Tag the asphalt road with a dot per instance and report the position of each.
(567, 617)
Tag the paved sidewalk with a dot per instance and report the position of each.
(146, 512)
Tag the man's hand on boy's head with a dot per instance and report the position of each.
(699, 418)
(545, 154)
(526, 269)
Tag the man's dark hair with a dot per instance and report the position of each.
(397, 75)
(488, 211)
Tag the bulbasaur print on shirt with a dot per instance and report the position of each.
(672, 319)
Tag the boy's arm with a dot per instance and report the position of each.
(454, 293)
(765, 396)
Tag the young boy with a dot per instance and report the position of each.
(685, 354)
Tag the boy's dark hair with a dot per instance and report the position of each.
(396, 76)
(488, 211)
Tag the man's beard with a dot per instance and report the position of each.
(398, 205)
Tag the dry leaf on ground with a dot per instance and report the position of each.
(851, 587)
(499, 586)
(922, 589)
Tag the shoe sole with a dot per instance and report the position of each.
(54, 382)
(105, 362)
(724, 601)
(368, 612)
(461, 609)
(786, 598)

= = = = = = =

All lines from the one with "Tag the man's dark" through the final line above are to be quoted exactly; quote no other line.

■ ANSWER TO THE TASK
Tag the man's dark hair with a dot per instance and report the position of each.
(397, 75)
(488, 211)
Tag the bulbasaur print on shirt with a dot per instance and report the position of each.
(672, 319)
Tag the boy's arm with a dot per instance and report the position of each.
(454, 293)
(765, 396)
Tag the young boy with a dot per instance and report the position of each.
(685, 354)
Tag the boy's dark hair with a dot per instance and report the position of each.
(396, 76)
(488, 211)
Tag the man's beard with a dot per instance and report the position of each.
(398, 205)
Tag the dry leaf on ground with a dot per instance and report the position of each.
(851, 587)
(499, 586)
(922, 589)
Tag the shoe sole with a dot per instance and report the position of each.
(54, 382)
(105, 362)
(724, 601)
(368, 612)
(461, 609)
(786, 598)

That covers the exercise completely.